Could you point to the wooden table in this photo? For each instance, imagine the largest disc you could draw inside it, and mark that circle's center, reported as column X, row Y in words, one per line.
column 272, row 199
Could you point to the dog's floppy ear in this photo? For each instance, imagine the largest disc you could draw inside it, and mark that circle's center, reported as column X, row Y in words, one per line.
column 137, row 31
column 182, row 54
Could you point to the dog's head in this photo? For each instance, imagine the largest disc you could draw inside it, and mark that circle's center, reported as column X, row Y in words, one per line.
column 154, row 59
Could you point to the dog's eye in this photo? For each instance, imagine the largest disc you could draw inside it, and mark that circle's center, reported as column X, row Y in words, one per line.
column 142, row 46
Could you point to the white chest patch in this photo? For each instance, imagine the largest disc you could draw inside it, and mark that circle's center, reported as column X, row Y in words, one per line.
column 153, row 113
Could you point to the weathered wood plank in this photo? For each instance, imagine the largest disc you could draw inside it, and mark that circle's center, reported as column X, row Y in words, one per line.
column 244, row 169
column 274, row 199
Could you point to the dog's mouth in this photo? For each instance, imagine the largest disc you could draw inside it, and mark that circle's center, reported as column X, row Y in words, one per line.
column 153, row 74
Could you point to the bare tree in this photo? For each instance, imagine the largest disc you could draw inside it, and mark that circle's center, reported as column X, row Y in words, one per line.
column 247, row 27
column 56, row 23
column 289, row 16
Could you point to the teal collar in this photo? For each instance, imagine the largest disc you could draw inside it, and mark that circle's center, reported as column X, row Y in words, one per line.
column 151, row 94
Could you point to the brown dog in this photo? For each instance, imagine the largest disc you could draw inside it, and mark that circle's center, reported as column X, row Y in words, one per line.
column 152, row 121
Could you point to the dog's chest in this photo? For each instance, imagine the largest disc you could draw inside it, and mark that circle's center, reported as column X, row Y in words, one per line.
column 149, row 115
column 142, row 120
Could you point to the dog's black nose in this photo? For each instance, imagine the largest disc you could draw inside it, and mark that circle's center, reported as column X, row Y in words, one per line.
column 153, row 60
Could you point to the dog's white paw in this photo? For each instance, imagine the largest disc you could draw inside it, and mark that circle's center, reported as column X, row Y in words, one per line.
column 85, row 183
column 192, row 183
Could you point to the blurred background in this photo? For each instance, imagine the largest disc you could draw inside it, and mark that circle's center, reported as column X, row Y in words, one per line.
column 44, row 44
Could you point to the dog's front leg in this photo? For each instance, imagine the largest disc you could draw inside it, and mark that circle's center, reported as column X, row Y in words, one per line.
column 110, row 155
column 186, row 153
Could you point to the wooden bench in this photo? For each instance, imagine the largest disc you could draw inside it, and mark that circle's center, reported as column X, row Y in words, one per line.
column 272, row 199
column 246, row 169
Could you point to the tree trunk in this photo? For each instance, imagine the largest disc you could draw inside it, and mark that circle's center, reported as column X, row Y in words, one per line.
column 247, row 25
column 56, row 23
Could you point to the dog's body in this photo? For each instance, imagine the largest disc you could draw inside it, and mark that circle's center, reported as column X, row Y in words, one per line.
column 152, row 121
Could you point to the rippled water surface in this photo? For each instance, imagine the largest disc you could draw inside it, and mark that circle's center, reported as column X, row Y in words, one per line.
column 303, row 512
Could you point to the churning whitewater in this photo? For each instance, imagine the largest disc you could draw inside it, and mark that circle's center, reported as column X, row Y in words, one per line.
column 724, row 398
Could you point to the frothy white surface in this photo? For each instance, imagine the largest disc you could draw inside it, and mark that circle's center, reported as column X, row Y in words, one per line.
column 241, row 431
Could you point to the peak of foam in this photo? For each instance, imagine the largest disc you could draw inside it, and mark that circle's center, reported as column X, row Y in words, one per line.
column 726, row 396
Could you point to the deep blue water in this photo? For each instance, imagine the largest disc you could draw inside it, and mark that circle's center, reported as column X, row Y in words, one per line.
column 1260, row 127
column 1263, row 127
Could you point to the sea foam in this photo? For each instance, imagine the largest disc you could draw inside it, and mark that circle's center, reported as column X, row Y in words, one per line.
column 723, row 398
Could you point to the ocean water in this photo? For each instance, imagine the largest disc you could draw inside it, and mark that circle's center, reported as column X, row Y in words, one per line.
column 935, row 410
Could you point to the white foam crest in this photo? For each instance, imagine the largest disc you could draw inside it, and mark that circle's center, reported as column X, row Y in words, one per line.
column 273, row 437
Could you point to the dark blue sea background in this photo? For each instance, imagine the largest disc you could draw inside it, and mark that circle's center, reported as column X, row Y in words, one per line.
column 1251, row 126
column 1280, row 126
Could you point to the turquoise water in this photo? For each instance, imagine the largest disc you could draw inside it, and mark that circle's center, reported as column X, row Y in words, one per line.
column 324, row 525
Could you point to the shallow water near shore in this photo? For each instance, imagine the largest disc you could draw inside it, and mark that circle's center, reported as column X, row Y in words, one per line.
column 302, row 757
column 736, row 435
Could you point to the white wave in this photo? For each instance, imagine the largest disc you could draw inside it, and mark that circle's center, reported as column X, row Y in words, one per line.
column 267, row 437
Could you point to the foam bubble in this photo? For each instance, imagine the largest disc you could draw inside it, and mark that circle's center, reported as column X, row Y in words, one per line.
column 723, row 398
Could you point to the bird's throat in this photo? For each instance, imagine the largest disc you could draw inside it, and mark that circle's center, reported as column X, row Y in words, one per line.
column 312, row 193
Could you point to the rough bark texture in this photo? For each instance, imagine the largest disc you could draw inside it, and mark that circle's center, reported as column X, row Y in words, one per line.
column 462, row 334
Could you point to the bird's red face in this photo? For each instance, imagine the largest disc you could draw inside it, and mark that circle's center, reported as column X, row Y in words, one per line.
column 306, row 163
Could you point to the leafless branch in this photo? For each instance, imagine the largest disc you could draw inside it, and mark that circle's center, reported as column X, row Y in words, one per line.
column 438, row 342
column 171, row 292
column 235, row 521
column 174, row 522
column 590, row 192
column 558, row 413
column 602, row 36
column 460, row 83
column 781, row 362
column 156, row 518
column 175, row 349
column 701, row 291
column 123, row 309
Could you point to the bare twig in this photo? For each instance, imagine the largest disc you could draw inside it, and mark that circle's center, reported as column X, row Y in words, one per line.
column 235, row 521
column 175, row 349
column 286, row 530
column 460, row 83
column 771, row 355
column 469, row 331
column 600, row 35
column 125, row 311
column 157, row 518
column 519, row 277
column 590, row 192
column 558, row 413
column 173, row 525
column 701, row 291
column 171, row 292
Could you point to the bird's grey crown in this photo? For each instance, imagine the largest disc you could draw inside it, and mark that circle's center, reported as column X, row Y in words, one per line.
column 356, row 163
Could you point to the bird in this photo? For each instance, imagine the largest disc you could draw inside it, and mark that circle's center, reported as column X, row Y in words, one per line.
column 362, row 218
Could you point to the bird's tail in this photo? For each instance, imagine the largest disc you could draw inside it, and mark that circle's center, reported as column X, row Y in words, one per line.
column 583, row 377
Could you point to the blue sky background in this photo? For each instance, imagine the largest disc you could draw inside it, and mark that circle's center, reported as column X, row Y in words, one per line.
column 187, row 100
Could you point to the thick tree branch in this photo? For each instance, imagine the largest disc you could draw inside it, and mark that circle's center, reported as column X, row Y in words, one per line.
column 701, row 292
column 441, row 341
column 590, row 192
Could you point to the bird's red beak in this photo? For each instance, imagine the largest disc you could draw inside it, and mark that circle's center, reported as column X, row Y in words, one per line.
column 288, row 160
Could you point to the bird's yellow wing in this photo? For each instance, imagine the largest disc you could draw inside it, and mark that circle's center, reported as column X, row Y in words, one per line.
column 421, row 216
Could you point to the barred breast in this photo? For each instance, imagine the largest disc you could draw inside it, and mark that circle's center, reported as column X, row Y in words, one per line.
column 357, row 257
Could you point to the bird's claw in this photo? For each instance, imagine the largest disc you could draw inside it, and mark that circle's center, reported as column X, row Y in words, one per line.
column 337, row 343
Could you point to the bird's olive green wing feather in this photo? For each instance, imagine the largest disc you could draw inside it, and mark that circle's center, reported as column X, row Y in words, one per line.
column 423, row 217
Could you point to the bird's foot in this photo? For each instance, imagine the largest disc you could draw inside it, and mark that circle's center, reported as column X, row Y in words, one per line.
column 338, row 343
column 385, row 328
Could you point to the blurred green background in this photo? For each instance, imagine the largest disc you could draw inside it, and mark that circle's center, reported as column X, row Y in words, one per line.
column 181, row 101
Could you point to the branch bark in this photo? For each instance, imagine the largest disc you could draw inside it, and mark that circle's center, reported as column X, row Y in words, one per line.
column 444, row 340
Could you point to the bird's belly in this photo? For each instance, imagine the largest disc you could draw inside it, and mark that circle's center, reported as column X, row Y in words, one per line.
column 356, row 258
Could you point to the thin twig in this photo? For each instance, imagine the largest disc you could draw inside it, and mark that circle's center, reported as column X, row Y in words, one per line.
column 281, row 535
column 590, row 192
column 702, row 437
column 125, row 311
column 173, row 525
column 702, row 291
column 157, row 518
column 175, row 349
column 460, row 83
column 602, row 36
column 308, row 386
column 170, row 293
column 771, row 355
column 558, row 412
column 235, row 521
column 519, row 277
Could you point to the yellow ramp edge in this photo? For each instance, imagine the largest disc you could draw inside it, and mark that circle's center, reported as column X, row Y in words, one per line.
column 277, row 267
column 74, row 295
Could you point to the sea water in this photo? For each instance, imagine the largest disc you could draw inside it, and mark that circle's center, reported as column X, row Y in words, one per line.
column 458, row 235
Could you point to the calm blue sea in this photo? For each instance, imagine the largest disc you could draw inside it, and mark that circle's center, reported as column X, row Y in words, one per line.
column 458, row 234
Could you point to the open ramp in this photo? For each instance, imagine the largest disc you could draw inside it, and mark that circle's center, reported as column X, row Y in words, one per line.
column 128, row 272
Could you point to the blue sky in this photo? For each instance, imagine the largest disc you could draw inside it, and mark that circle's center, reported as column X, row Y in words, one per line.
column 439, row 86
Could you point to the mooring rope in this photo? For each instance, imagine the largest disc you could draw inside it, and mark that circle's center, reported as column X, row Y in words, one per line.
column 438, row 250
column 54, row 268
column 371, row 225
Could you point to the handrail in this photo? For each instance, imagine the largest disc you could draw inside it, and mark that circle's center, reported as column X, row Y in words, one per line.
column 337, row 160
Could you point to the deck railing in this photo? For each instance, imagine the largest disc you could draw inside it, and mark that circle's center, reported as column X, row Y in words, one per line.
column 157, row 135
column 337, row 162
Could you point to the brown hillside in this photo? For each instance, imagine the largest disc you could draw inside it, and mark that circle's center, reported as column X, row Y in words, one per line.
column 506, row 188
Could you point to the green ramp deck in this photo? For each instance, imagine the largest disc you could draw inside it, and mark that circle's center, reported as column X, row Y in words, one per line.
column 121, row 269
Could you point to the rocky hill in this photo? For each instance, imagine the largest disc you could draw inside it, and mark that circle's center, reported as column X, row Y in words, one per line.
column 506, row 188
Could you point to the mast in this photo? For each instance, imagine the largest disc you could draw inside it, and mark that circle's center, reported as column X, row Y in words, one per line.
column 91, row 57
○ ○ ○ ○ ○
▶ YOUR TASK
Each line from the one that contains "Could you point to the brown hillside" through the last line of the listing above should be written out exactly, and no other line.

▶ WRITTEN SOLUTION
Could you point to the brown hillside in this photo? For each instance, imagine the largest disc you could draw inside it, and mark that circle's center, reported as column X, row Y in words, one per line.
column 506, row 188
Could you point to the green ramp deck in this photo? For each instance, imagine the largest disc you could draw inside it, and mark that circle's center, reported as column X, row Y in words, one per line.
column 121, row 269
Could you point to the rocky hill in this photo? For each instance, imagine the largest disc you could draw inside it, and mark that circle's center, reported as column X, row Y in words, one per line.
column 506, row 188
Could you point to the mast in this photo? For each instance, imagine the largest disc you could draw inside it, and mark that circle's center, reported as column X, row Y in words, one per line.
column 91, row 57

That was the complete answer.